## TASKS TO COMPLETE
(a) Answer these questions using the raccoon story.
(i) Where were the remains of the small furry animal lying when the narrator found them?
(ii) Where had the kids and the narrator spent the afternoon before sitting on the deck?
(iii) Where did the raccoon turn out to be?
(b) Resume the raccoon story after its final sentence.

## TEXT EXCERPT
I’m not always the brightest bulb in the pack. Sometimes I need a few clues to catch on to what’s going on. Like last weekend when I saw the remains of a small furry animal in the mulch bed behind my house. It’s face was unrecognizable at the point I found it, but I noticed it had a tail – not a rodent or squirrel tail, but I couldn’t quite tell what kind. Despite living with an avid outdoorsman who taught me more than I ever wanted to know about the circle of life, I was grossed out at seeing a carcass becoming one with the earth, so I didn’t look any closer. Took the shovel from the garage, flung it into the wooded area nearby and forgot all about it.
Today after spending the afternoon at the pool, the kids and I were hanging out on the deck. I must have gone inside to get dinner ready when T-Rex mentioned something about seeing a raccoon go by, but wouldn’t explain any further. An hour or so later I went inside to clean up after dinner and looked out to see them pointing through the floorboards to something underneath the deck. Being the imbecile I am, I continued to clean up. Earth to Susan! Hello? You see where this is going, don’t you? The kids started tossing a frisbee around out back until I heard them chattering again about a raccoon. A raccoon under the deck. No, actually a raccoon in a crawl space under the house next to the deck.

## SUPPLIED MATERIAL

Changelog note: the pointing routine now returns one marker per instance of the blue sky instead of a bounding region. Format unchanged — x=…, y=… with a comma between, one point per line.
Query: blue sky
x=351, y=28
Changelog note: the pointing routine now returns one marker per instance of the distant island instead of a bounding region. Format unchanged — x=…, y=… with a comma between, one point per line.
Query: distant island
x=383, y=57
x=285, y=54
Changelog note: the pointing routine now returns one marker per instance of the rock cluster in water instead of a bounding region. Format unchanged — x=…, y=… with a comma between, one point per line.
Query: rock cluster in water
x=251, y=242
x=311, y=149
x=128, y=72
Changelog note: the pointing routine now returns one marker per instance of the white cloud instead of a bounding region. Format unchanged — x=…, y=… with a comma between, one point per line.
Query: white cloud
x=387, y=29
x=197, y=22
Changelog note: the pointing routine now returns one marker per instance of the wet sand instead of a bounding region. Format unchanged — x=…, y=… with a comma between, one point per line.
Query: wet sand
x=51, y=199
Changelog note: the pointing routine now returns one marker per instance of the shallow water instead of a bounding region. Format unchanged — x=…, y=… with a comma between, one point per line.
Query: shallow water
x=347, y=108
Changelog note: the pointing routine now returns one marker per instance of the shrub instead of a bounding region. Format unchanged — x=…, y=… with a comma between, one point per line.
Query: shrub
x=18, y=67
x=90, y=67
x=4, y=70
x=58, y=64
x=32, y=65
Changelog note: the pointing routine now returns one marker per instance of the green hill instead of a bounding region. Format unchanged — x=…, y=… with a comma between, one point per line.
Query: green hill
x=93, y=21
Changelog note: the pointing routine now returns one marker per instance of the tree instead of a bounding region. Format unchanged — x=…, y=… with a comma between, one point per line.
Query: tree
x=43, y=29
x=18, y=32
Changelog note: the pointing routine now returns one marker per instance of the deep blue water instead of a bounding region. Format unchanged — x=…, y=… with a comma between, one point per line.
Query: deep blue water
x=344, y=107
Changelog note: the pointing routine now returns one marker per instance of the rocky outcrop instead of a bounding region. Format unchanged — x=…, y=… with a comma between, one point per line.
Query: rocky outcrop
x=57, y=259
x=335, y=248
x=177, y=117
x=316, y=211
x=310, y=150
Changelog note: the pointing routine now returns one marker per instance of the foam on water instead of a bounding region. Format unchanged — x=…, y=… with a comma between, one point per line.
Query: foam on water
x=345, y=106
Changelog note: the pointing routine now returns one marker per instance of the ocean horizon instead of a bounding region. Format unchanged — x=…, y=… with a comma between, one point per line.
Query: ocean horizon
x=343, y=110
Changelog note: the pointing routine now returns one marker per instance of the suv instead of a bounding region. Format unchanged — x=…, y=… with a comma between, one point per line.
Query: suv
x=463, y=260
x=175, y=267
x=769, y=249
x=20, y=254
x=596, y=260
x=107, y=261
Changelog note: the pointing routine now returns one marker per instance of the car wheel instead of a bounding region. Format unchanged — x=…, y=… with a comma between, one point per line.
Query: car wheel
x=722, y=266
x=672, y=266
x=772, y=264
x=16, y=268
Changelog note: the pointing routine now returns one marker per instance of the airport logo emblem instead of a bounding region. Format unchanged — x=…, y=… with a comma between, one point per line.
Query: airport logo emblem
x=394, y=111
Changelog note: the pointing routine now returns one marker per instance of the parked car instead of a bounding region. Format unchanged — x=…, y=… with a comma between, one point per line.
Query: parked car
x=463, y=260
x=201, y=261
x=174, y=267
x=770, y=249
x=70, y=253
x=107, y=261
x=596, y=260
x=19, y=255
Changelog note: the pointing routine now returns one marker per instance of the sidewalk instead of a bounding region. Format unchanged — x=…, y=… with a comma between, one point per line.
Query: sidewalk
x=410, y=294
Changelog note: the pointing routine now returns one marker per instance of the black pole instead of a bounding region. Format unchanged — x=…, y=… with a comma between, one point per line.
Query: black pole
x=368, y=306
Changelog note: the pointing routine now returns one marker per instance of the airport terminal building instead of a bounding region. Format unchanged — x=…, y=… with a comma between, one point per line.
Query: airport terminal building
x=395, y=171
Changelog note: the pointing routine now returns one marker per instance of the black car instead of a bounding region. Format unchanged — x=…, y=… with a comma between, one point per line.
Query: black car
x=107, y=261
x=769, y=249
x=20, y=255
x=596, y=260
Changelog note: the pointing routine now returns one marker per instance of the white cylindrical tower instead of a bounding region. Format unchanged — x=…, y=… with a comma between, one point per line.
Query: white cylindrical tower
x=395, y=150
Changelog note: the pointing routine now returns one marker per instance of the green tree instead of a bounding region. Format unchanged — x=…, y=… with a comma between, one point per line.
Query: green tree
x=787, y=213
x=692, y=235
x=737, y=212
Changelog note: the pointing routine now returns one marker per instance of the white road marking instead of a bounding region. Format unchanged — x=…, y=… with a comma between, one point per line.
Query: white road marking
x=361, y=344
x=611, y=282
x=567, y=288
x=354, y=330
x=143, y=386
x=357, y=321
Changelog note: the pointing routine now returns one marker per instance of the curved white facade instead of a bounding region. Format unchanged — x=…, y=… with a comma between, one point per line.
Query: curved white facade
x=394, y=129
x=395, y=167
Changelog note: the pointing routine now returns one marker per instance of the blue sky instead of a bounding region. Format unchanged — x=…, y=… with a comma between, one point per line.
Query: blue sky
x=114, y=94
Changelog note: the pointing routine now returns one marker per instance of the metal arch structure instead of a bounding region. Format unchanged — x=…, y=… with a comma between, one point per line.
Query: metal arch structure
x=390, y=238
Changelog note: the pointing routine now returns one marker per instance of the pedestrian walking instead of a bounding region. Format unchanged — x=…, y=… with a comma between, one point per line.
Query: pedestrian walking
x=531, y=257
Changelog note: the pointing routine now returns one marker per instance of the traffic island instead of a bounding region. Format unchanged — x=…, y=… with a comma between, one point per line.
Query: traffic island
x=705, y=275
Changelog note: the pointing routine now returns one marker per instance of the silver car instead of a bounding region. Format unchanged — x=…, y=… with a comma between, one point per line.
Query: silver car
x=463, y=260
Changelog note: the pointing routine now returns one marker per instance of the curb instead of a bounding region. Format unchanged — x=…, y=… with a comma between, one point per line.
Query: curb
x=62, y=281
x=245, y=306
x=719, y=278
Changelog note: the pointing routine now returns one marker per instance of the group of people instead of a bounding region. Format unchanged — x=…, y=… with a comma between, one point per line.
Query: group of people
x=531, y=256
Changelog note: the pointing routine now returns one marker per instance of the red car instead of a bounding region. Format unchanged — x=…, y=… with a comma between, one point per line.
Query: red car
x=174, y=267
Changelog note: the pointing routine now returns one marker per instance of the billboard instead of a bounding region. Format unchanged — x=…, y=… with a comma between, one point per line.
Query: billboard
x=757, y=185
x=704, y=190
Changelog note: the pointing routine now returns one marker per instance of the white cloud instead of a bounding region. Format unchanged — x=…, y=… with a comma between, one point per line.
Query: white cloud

## OUTPUTS IN ORDER
(a)
(i) In the mulch bed behind the narrator's house.
(ii) At the pool.
(iii) In a crawl space under the house, next to the deck.

(b)
I got down and from a distance looked where there’s a gap between the mulch and the bottom of my house under the family room window. A masked face stared back at me. No anger, no aggression, just on alert, wondering what I’m going to do. And that’s when from the corner of my eye I caught sight of 2 little masked marauders making their way under the deck towards her.
Shit. A family. I then remembered seeing what may have been rings around that little carcass’ tail. Eew.
So, tell me: has anyone ever had to get rid of racoons living under a deck or house? I read online that loud noise, rags covered with ammonia and coyote urine spray will get rid of them. As for the coyote urine, that’s right up The Ex’s alley, so I’ll ask him about that. Do you have any other suggestions on how to get them to move out? I’ve already warned the kids that they can carry disease (T-Rex: “what does that mean?”) and to stay away from them (Drama Girl: “Aw, but they’re so cute”) and me: “for God’s sake, don’t leave any food around or drop it under the deck!”